=== Activity ===
What is needed is an exact transcription of every entry below, with the pictures left out.

═══ Records shown

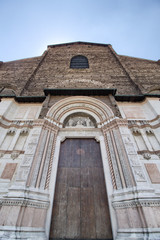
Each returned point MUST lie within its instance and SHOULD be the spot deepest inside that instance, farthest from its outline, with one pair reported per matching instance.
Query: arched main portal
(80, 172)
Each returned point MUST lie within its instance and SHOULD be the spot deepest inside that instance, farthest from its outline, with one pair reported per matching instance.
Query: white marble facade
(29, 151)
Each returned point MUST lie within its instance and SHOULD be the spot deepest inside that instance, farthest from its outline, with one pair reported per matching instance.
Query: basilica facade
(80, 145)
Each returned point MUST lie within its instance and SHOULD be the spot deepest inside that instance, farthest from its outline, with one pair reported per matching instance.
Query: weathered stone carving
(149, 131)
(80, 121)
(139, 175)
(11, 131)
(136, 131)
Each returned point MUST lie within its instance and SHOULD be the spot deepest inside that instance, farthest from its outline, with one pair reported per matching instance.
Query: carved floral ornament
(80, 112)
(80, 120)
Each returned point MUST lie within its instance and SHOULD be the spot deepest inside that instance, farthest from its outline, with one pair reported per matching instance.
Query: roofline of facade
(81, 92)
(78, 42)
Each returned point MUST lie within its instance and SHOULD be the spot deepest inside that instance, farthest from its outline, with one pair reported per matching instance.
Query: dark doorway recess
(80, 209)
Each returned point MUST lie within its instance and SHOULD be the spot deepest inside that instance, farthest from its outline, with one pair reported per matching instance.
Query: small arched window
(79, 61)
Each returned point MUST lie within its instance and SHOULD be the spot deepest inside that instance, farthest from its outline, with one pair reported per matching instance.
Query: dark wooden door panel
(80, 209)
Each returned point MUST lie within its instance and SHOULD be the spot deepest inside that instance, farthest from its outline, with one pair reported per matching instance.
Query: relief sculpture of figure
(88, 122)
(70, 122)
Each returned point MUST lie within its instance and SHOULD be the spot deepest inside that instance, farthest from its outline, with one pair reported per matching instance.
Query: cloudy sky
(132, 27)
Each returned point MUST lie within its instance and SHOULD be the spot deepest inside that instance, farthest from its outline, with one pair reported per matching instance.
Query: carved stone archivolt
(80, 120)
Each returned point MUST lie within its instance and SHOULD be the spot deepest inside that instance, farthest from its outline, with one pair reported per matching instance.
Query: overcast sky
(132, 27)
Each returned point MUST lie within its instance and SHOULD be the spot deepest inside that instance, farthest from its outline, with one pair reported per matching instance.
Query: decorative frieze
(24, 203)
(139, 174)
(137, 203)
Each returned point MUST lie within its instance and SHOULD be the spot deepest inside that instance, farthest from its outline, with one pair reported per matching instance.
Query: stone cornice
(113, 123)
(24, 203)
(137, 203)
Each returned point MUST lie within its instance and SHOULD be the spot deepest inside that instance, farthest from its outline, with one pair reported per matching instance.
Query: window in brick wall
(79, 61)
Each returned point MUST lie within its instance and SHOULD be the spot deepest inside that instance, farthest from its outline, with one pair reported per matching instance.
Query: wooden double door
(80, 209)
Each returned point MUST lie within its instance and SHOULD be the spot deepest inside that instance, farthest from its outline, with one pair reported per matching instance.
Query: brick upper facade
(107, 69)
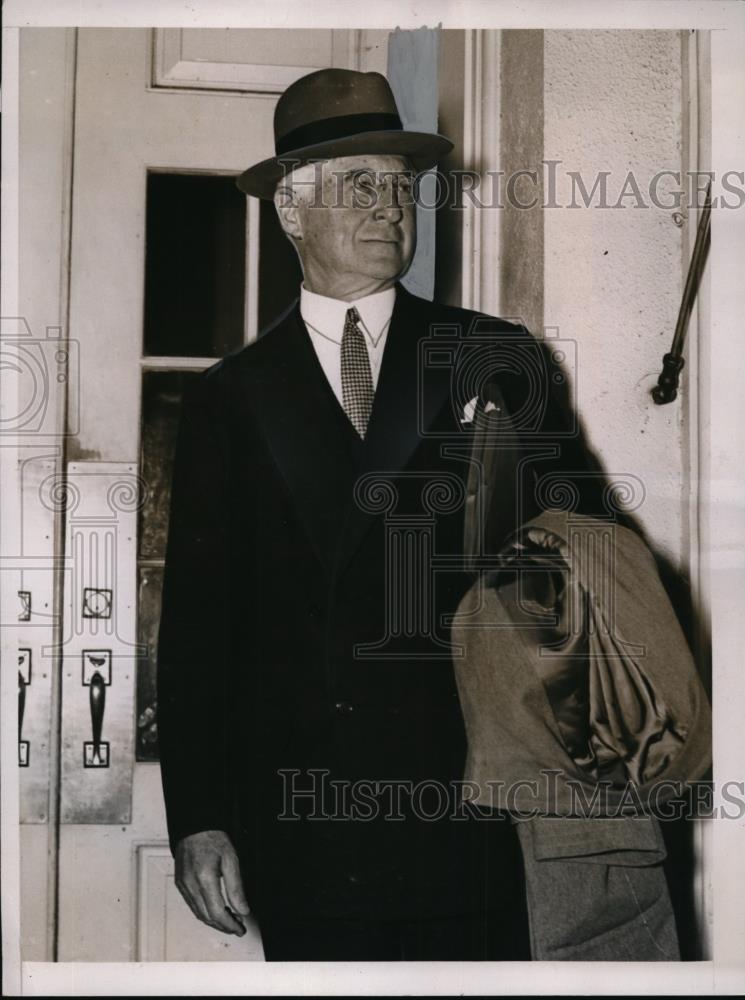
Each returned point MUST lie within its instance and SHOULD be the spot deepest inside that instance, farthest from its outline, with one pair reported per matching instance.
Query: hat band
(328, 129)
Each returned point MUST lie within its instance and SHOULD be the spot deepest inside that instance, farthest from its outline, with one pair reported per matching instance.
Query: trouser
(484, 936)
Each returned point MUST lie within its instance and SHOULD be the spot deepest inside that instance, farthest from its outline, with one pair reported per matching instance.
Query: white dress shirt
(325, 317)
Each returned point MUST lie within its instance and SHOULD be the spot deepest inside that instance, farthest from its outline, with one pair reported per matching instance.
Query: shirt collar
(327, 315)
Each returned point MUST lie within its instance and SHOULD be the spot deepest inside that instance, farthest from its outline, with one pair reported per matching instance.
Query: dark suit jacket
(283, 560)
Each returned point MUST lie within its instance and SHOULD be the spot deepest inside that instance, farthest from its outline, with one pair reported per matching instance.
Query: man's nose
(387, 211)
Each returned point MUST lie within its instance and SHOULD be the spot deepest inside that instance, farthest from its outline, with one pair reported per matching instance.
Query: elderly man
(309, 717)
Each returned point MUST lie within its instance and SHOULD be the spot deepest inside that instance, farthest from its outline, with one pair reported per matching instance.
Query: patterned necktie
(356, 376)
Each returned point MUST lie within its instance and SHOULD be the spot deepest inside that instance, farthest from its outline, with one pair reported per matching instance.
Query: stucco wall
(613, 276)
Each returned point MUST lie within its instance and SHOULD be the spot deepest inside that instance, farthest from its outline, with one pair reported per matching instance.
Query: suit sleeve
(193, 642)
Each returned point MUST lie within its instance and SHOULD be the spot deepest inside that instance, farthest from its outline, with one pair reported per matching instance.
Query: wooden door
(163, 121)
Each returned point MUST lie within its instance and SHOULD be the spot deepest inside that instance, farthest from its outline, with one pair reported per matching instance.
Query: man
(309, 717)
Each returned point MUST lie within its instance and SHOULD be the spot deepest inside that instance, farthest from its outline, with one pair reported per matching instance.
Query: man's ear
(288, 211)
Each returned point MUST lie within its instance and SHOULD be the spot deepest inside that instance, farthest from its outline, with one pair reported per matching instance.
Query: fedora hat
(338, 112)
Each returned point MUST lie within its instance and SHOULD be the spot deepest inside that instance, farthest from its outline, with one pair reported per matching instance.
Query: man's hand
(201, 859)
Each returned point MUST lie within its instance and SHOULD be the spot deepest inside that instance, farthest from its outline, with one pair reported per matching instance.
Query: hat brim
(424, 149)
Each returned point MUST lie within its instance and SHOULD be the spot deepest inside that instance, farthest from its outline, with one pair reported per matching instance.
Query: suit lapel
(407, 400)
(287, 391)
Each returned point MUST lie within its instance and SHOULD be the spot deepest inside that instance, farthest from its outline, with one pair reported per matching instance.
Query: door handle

══════

=== Solution for this problem ===
Each returned point MUST lie within its instance and SHOULD be the spot deepest inside that instance, farthest from its outline, with one pair reported per matching instance.
Query: arched main portal
(80, 172)
Each returned point MUST lie within its instance and SHOULD be the spot deepest inside that instance, farthest from its outline, with one pair reported per matching instance.
Query: white marble facade
(29, 151)
Each returned point MUST lie within its instance and SHOULD be the spot deepest inside that instance, farthest from its outline, with one pair reported per matching instance.
Query: basilica facade
(80, 145)
Each returned point MUST lie within its instance and SHOULD be the spot deepest inside that instance, farthest from its outline, with one pair reported per matching instance.
Query: weathered stone carving
(149, 131)
(80, 121)
(139, 175)
(11, 131)
(136, 131)
Each returned point MUST lie within its instance and SHOULD be the spot deepest inside that instance, farthest from its outline, with one pair reported per matching instance.
Query: carved floral ornament
(80, 112)
(80, 120)
Each returned point MUST lie within its instance and SHOULD be the spot deepest inside that instance, farthest from its outline, with one pair reported per matching instance.
Query: roofline of facade
(81, 92)
(78, 42)
Each returned point MUST lie within its instance and SHOULD be the spot deepest inside that instance, farthest from its outline, with one pair reported per matching instance.
Query: dark doorway recess
(80, 209)
Each returned point MUST lie within its instance and SHOULD be the spot deepest inside that instance, farthest from its outline, with one pair reported per matching instance.
Query: small arched window
(79, 61)
Each returned point MUST lie within its instance and SHOULD be the spot deepest inside that instance, farthest from its outline, with one pair reported per matching instance.
Query: dark wooden door panel
(80, 209)
Each returned point MUST lie within its instance and SHOULD be the spot deepest inside that instance, farthest from its outline, with one pair reported per matching instance.
Query: relief sculpture of figure
(88, 122)
(70, 122)
Each returned point MUST lie within its instance and SHOULD be the spot deepest inside that instance, farthest from its outline, with one pair reported per matching instance.
Query: cloudy sky
(132, 27)
Each returned point MUST lie within its instance and SHOULD be the spot deepest inside that instance, farthest from its outline, with one pair reported per matching instance.
Query: carved stone archivolt
(80, 120)
Each returned point MUST lie within its instance and SHOULD be the spot deepest inside that instance, farthest from its outline, with one pair reported per matching instance.
Query: overcast sky
(132, 27)
Each returned point MUST lie within its instance and SHOULD be the spot deepest inside that instance, farthest from its outline, with one pair reported per matching instance.
Query: decorative frieze
(24, 203)
(139, 174)
(137, 203)
Each returned point MUST lie within its instance and SHOULD be the spot deepest inside that instance, farthest from its outline, with one pair reported per matching instance.
Query: stone cornice
(113, 123)
(24, 203)
(137, 203)
Each returned point MUST lie within its instance and SHOULD be the spot deepest inside that instance, farthest from its outline, with one pair reported per matching instance.
Query: window in brick wall
(79, 61)
Each returned point MUST lie within its instance and SHOULD be the spot deepest inside that instance, farthest from its outline, with one pair reported per matching instance.
Query: wooden double door
(80, 209)
Each returned point MUST lie within its instance and SHOULD be the spot deepest inside that instance, farthest from its outline, with one pair reported per matching instance.
Query: brick upper facade
(107, 69)
Each returned point MUST lie within its instance and SHOULD be the spot deepest inside that instance, farthest from its outline, with one pair reported per matching instance.
Query: hat band
(328, 129)
Each returned point MUST lie within its instance and SHOULD be the spot deepest inside that instance, farthest from its outline, with one pair reported per matching instance.
Query: trouser
(484, 936)
Each returned point MUST lie within its instance and SHOULD be the spot deepest inside that instance, farthest from its outline, with one pair reported per matching instance.
Query: white dress shirt
(325, 317)
Each returned point MUST lie within its instance and SHOULD be the spot deepest inside that instance, farthest from its outline, with one pair reported per matching instance.
Query: shirt collar
(327, 315)
Each returned point MUST lie within its instance and SHOULD be the spot deepest inside that instance, farthest from its outline, with one pair reported per matching instance.
Query: dark suit jacket
(283, 560)
Each returned point MUST lie within its instance and SHOULD be the spot deepest inside that instance, farthest from its outline, with one pair reported per matching instance.
Query: man's nose
(387, 211)
Each returned point MUST lie within its instance and SHOULD be the spot deepest inside that instance, farthest from its outline, with one pair reported per matching instance.
Query: elderly man
(309, 717)
Each returned point MUST lie within its instance and SHOULD be the spot deepest inside that instance, farthest from its outline, with one pair reported per matching instance.
Query: patterned necktie
(356, 376)
Each returned point MUST lie within its instance and SHOULD be the spot deepest inside that instance, farthest from its outline, with one pair reported per matching instance.
Query: stucco wall
(613, 276)
Each returned point MUST lie within its instance and SHOULD be the spot deepest inside that instance, farthest from its outline, with one pair reported per matching instance.
Query: suit sleeve
(193, 642)
Each returned point MUST lie within its instance and SHOULD be the spot deepest inside that instance, farthest from its outline, with one pair reported per matching instance.
Query: wooden door
(163, 121)
Each returned point MUST lie within its instance and SHOULD be the spot deepest inside that instance, farthest from its outline, with one pair reported per matching instance.
Query: man
(309, 717)
Each returned point MUST lie within its instance and SHOULD be the spot deepest inside that instance, farthest from its outline, with one pair reported per matching instance.
Query: man's ear
(288, 211)
Each returned point MUST lie within its instance and SHOULD be the spot deepest inside that instance, farthest from its outline, with one pair reported per matching instance.
Query: fedora hat
(338, 112)
Each returned point MUST lie within its instance and SHOULD be the spot deepest inside that instance, farthest from its outline, with one pair reported per matching instance.
Query: man's hand
(201, 859)
Each returned point MUST lie within its instance and SHOULD be the spot deepest inside that instance, farthest from its outline, with one pair reported per matching instance.
Query: hat brim
(424, 149)
Each returned point MUST lie within its instance and SHOULD be the spot deepest inside that instance, farthest from its outline, with one pair reported per matching instance.
Query: suit lapel
(407, 400)
(287, 391)
Each returned point MUST lie within its instance and SHOULD be the spot deepest inside that instance, farthest from its outline, with one pair reported per matching instance.
Query: door handle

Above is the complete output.